Followers

Sunday, June 14, 2026

2026 - 24 Before They Were Americans: Chappels of the Colony of Connecticut

 George Chappell, My Maternal 8th Great Grandfather


52 Ancestors in 52 Weeks

Week 24

Prompt: Possibilities


On March 16, 1635, twenty-year-old George Chappell stood in London and enrolled for passage to New England aboard the Christian.

George Chappel boarding the Christian as imagined by ChatGPT.


He could not have known what lay ahead.


The young Englishman crossed the Atlantic as a servant bound to Francis Stiles. Within two years he was apprenticed as a carpenter in Connecticut. Before long he was serving under Captain John Mason during the Pequot War. He acquired land, established a home, raised a family, and became one of the early settlers of New London.


Like so many immigrants who followed after him, George came seeking opportunity. What he could not have imagined was how far those possibilities would extend.


George's son Caleb Chappell was born in New London in 1671. By the time Caleb wrote his will in 1733, he had accumulated substantial landholdings and was providing farms and property to his children. His descendants spread across eastern Connecticut, establishing families of their own and building lives on land that only a few generations earlier had been wilderness.


Then came another generation.


When tensions between Great Britain and her American colonies erupted into war in 1775, five of George Chappell's great-grandsons answered the call.

- Data excerpt -

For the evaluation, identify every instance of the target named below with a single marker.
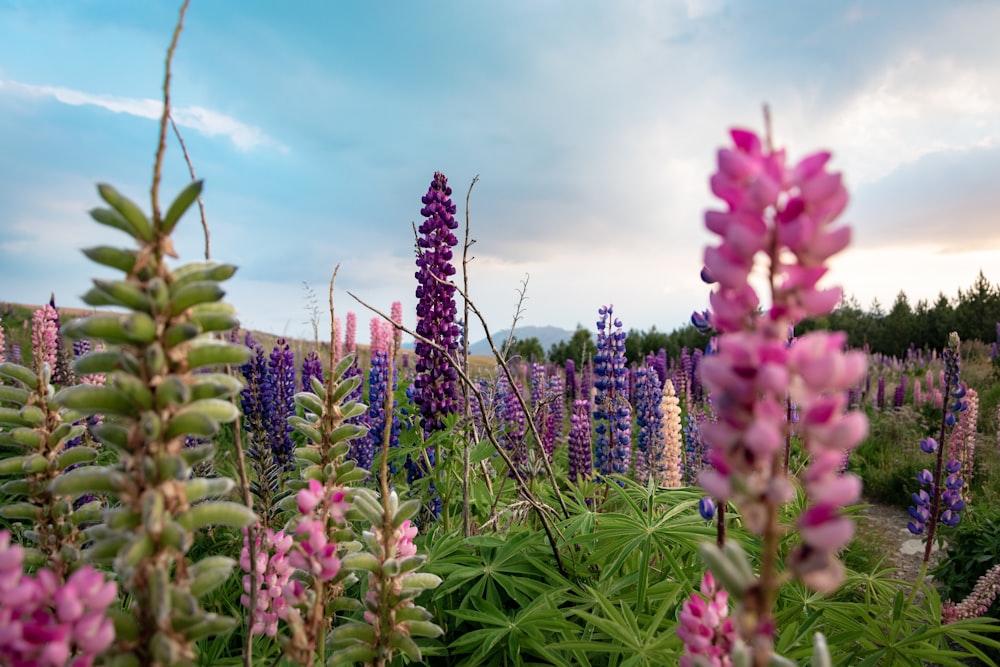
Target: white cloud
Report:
(210, 123)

- What this task involves -
Rewrite the George Chappell passage starting at "52 Ancestors in" and ending at "what lay ahead.", substituting "Elizabeth" for each occurrence of "Christian".

- Final answer -
52 Ancestors in 52 Weeks

Week 24

Prompt: Possibilities


On March 16, 1635, twenty-year-old George Chappell stood in London and enrolled for passage to New England aboard the Elizabeth.

George Chappel boarding the Elizabeth as imagined by ChatGPT.


He could not have known what lay ahead.